_Selected excerpt_
◇ ◇ ◇

Mayenite supergroup, mayenite mineral

Chlormayenite (after Mayen, Germany), Ca_{12}Al_{14}O_{32}[☐_{4}Cl_{2}], is a rare calcium aluminium oxide mineral of cubic symmetry.

It was originally reported from Eifel volcanic complex (Germany) in 1964. It is also found at pyrometamorphic sites such as in the Hatrurim Formation of Israel and in some burned coal dumps.

It occurs in thermally altered limestone xenoliths within basalts in Mayen, Germany and Klöch, Styria, Austria. In the Hatrurim of Israel it occurs in thermally altered limestones. It occurs with calcite, ettringite, wollastonite, larnite, brownmillerite, gehlenite, diopside, pyrrhotite, grossular, spinel, afwillite, jennite, portlandite, jasmundite, melilite, kalsilite and corundum in the limestone xenoliths. In the Hatrurim it occurs with spurrite, larnite, grossite and brownmillerite.

◇ ◇ ◇

_Extracted information_
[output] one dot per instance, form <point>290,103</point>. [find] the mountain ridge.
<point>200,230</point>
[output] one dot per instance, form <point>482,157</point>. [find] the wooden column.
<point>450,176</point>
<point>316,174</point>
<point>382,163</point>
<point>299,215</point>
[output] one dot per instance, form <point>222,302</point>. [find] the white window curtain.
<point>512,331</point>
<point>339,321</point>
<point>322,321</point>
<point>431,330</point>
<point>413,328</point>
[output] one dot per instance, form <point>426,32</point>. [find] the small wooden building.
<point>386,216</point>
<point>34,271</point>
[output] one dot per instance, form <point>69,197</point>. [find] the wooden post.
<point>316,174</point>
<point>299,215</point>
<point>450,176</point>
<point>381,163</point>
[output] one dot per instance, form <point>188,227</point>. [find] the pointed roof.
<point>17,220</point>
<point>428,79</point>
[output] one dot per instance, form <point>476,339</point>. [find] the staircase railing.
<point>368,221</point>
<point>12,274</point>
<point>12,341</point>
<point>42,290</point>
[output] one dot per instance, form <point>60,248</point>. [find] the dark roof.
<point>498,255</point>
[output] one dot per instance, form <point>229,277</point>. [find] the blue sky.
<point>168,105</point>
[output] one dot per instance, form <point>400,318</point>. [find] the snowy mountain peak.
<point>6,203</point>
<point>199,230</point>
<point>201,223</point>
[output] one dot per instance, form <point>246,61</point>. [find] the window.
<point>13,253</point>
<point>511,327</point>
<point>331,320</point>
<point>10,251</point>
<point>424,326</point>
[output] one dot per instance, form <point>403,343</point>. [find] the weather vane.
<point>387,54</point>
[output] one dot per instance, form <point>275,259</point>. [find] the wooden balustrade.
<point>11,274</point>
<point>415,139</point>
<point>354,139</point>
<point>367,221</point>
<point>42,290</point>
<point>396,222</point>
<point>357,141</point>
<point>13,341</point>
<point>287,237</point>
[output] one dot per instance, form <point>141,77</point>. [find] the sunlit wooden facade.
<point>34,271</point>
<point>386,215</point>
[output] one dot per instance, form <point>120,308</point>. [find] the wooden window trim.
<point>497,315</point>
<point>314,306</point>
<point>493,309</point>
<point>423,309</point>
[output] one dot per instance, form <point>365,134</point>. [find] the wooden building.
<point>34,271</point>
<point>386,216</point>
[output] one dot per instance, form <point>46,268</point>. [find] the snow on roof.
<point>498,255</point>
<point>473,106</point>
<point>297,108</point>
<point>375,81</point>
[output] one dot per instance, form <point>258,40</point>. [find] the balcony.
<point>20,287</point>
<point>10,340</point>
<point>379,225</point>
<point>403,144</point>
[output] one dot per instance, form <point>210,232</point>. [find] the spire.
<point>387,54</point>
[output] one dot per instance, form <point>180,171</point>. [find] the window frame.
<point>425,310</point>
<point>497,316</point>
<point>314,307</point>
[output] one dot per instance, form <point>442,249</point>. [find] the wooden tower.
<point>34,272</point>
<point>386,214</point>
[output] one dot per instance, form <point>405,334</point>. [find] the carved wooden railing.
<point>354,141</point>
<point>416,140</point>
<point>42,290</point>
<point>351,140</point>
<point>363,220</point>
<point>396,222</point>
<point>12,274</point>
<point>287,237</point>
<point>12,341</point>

◇ ◇ ◇

_Exercise aim_
Continue the chlormayenite passage from its last sentence.

_Result for this task_
Synthetic Ca_{12}Al_{14}O_{33} and Ca_{12}Al_{14}O_{32}(OH)_{2} are known, they are stabilized by moisture instead of chlorine. The formula can be written as [Ca_{12}Al_{14}O_{32}]O, which refers to the unique feature: anion diffusion process.

Chlormayenite is also found as calcium aluminate in cement where its formula is also written as 11CaO·7 Al_{2}O_{3}·CaCl_{2}, or C_{11}A_{7}CaCl_{2} in the cement chemist notation.